◆ **Instructions**:
• 1. Using the article on labor in the fashion industry, answer these:
(a) How many people on the planet does the fashion sector employ?
(b) According to the 2019 Oxfam research, what percentage of Bangladeshi textile workers received a decent wage?
(c) What are workers unable to do as a result of low wages?
• 2. Write the next part of the article on labor in the fashion industry, picking up after its final sentence.

◆ **Passage to read**:

◇ ◇ ◇ ◇ ◇

Celebrating The International Labour Month Through Sustainability

Because each piece of clothing must be created over a long supply chain, fashion is one of the most labour-intensive industries. The fashion sector employs one out of every six people on the planet, with women accounting for the bulk of those employed. When addressing the ramifications of hiring so many women in an unregulated labor market, fashion becomes a hot button feminist problem. Additionally, pesticides, insecticides, formaldehyde, and other known carcinogens have been used in fast fashion pieces. This makes the working environment toxic and could cause build-up health problems.

Many countries lack effective labour laws, and those that do exist aren't consistently implemented, and governments' attempts to enforce existing laws are sometimes hampered by government collusion and corruption. According to an Oxfam research from 2019, only 1% of Bangladeshi textile workers and 1% of Vietnamese garment workers received a decent wage. Workers are unable to save money in order to have a safety net while looking for a new job as a result of this.

Discussions on labour exploitation and forced labour might make us feel. But, this isn't because we don't care; it's because we don't always know where to start. But, a lot of protests upon accidents like those in Bangladesh have been surfacing, which proves that a medium will always be available in places we expect it to be. By raising our voices, we can make a difference for individuals in other countries who manufacture the clothing we all wear on a daily basis.

◇ ◇ ◇ ◇ ◇

◆ **Dataset content**:
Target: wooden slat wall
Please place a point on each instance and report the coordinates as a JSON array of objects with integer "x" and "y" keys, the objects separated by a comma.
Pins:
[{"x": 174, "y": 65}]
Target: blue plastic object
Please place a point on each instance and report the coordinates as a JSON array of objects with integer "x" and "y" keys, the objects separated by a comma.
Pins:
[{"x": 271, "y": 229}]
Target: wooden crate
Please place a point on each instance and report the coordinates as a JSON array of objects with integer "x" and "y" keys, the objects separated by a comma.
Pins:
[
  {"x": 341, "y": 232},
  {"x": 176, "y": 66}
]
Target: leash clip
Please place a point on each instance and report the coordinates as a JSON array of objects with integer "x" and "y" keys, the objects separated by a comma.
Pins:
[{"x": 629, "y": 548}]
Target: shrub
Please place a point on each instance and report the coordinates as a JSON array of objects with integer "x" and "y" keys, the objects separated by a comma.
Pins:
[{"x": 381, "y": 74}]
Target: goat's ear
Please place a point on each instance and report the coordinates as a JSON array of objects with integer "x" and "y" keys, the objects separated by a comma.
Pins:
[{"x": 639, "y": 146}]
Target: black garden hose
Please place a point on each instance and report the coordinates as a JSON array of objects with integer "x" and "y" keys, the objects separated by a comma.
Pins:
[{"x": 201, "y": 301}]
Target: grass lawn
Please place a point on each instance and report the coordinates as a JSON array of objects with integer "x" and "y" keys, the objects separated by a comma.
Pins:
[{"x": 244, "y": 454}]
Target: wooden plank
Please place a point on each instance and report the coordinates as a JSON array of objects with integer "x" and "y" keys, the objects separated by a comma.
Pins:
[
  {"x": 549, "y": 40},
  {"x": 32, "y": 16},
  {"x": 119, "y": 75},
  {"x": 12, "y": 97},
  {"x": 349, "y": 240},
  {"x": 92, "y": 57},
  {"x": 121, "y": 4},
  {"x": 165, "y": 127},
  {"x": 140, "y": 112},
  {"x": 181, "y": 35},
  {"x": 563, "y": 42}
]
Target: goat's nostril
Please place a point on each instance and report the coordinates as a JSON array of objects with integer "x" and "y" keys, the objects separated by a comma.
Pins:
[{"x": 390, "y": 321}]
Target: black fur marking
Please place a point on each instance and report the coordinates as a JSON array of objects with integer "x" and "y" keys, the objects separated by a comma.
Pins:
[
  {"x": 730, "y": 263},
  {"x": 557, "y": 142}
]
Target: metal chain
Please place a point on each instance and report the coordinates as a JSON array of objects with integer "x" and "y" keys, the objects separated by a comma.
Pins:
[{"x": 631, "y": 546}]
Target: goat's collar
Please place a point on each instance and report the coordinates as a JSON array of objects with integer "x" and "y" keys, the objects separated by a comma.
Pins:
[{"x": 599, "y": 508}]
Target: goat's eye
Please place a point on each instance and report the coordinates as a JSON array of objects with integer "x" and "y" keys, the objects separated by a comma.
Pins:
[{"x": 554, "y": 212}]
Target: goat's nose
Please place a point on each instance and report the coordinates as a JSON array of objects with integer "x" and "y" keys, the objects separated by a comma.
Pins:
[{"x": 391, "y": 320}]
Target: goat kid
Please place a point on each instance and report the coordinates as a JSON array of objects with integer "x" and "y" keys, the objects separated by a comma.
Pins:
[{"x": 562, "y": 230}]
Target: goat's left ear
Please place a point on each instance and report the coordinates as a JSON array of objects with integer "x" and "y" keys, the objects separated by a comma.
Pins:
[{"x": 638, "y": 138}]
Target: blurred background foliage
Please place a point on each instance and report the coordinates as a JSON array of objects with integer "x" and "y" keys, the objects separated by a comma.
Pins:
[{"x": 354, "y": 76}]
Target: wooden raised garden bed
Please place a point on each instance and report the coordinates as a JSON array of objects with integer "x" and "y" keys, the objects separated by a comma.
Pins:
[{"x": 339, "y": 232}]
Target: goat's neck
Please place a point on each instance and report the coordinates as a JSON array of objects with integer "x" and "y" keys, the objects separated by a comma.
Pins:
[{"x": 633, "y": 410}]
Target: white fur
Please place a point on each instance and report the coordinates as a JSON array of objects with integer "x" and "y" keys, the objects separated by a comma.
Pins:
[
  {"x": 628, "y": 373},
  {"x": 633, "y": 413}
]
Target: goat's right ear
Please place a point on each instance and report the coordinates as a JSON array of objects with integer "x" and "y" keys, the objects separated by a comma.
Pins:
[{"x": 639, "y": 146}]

◇ ◇ ◇ ◇ ◇

◆ **List of answers**:
• 1.
(a) One out of every six people on the planet.
(b) 1%.
(c) They are unable to save money to have a safety net while looking for a new job.

• 2.
PRLA, as a sustainable fashion brand, has utilised the platform given to raise awareness about fair wages as well as a healthy working environment. Additional power-moves you could utilise to honour the workers for labour day are as follows:

Buy less

Consumers who purchase at stores that sell ethically sourced clothes are sending a message to fast fashion firms that they want ethical sourcing and garment transparency, and that anything less will not suffice.

Buy better

Mass-production of cheap, disposable clothing has always been a problem. Countless new collections per year make us feel constantly out of date and encourage us to keep buying more. We should do our best to buy what’s necessary, in better qualities.

Think twice

Make do with what you already have, through proper care and simple repair techniques. If this is done in big numbers, fast fashion firms will be forced to slow down, reframe, and give consumers what they want.